STATED PROBLEM:
Nothing in the records may be left out or altered; reproduce them all exactly.

RECORDS SUPPLIED:
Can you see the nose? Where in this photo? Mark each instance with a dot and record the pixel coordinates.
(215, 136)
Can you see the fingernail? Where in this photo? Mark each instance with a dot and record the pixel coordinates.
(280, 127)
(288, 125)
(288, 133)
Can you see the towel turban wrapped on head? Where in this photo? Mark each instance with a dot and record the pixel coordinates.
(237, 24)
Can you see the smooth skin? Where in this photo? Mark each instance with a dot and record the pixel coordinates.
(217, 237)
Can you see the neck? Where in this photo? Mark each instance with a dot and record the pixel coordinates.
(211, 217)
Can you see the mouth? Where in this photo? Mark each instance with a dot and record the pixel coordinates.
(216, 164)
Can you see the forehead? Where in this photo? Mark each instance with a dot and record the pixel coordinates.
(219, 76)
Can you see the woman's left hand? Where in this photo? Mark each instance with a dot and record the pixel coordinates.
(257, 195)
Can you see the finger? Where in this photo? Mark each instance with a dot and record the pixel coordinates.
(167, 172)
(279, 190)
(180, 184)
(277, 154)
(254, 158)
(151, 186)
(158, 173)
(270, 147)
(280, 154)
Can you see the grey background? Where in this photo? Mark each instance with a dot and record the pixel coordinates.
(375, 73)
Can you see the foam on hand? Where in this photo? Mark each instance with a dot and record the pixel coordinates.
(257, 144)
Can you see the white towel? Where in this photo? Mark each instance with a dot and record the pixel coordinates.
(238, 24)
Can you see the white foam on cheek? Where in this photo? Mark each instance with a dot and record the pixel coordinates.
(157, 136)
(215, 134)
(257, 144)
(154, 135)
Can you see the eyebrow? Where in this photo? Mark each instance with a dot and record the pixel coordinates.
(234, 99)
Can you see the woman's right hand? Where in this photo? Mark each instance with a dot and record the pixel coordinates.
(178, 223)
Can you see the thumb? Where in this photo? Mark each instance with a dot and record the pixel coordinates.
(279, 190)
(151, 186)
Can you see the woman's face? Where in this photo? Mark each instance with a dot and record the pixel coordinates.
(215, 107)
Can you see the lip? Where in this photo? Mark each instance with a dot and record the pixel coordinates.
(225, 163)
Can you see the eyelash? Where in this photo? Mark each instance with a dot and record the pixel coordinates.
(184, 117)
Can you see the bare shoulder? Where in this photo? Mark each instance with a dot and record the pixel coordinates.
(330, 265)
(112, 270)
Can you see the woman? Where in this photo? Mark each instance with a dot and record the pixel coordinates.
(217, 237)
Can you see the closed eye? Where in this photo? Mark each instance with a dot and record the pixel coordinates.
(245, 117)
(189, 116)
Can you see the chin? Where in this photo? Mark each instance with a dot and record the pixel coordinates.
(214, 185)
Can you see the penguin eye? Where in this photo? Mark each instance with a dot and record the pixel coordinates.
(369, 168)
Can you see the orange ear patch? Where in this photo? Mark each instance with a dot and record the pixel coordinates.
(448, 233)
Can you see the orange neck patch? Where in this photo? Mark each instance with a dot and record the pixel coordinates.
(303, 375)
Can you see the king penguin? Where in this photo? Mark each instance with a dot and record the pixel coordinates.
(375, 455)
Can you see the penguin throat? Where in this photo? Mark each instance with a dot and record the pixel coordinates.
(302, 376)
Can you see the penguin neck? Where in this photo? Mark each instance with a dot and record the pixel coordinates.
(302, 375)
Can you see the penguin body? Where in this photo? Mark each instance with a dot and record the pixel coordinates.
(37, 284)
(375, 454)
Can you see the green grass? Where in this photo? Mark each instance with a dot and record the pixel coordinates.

THE ANSWER:
Can you see the nose? Where in this photo? Mark each instance with a dot and record the pixel coordinates.
(215, 136)
Can you see the fingernail? Where in this photo? Mark each instance with a dot and record the pixel coordinates.
(280, 127)
(288, 125)
(288, 133)
Can you see the towel turban wrapped on head? Where in this photo? Mark each instance with a dot and record the pixel coordinates.
(237, 24)
Can you see the smooth skin? Where in this photo? Mark each instance with a dot and record the pixel coordinates.
(217, 237)
Can you see the neck? Where in this photo? Mark each instance with a dot and record the pixel coordinates.
(211, 217)
Can you see the mouth? Where in this photo? Mark each instance with a dot and record the pixel coordinates.
(216, 164)
Can you see the forehead? Where in this photo? Mark each instance with a dot and record the pixel coordinates.
(219, 76)
Can you see the woman's left hand? Where in this photo? Mark each instance with a dot and record the pixel coordinates.
(257, 195)
Can you see the finger? Where in this photo? Mark each instance with a dot and record the pixel coordinates.
(167, 172)
(279, 190)
(180, 184)
(277, 154)
(254, 158)
(151, 186)
(158, 173)
(270, 147)
(280, 154)
Can you see the grey background? Where in this photo? Mark each instance with a dot and record the pixel coordinates.
(375, 73)
Can you see the foam on hand? Where in this photo? Mark each instance with a dot and record the pixel coordinates.
(257, 144)
Can you see the white towel? Where in this photo? Mark each instance with a dot and record the pixel coordinates.
(238, 24)
Can you see the white foam on cheek? Where in this photo? Mark each instance with a dot and record the pixel coordinates.
(157, 136)
(215, 134)
(257, 144)
(154, 135)
Can you see the eyebrow? Where in this photo? Mark each instance with a dot and record the pixel coordinates.
(234, 99)
Can you see the woman's right hand? Where in this photo? Mark each instance with a dot and record the pixel coordinates.
(178, 223)
Can you see the thumb? Where in this photo? Mark each instance with a dot and record the pixel coordinates.
(279, 190)
(151, 186)
Can you see the woman's face? Where in this photo? Mark each instance with a dot and record the pixel coordinates.
(215, 107)
Can you see the lip? Where in this photo? Mark each instance with a dot and record the pixel coordinates.
(225, 163)
Can you see the eyelash? Where in this photo? Mark each instance with a dot and record the pixel coordinates.
(184, 117)
Can you see the bare shoulder? Where in this photo? Mark each instance with a dot and record the pixel coordinates.
(330, 265)
(112, 270)
Can you see the woman? Where in this photo? Mark each instance with a dot and record the pixel coordinates.
(217, 237)
Can you see the closed eye? Where in this photo? Mark each instance with a dot and record the pixel coordinates.
(245, 117)
(189, 116)
Can you see the chin? Where in this photo? Mark each instance with a dot and record the pixel coordinates.
(214, 185)
Can you see the penguin eye? Where in this photo? Mark each instance with a dot and record the pixel coordinates.
(369, 168)
Can you see the orange ear patch? Where in this photo? Mark each instance with a dot and record the pixel coordinates.
(448, 233)
Can you see the orange neck patch? Where in this photo? Mark each instance with a dot and record the pixel coordinates.
(303, 375)
Can you see the king penguin? Where in this photo? Mark each instance with a dot and record the pixel coordinates.
(375, 455)
Can you see the penguin throat? Where in this photo? Mark each instance with a dot and record the pixel coordinates.
(302, 376)
Can you see the penguin neck? Where in this photo? Mark each instance with a dot and record the pixel coordinates.
(302, 375)
Can you see the penguin body? Where in this photo? Mark each instance with a dot and record the pixel coordinates.
(37, 284)
(375, 454)
Can you see the green grass? Where in this photo? Mark each instance with a dot and record the pixel coordinates.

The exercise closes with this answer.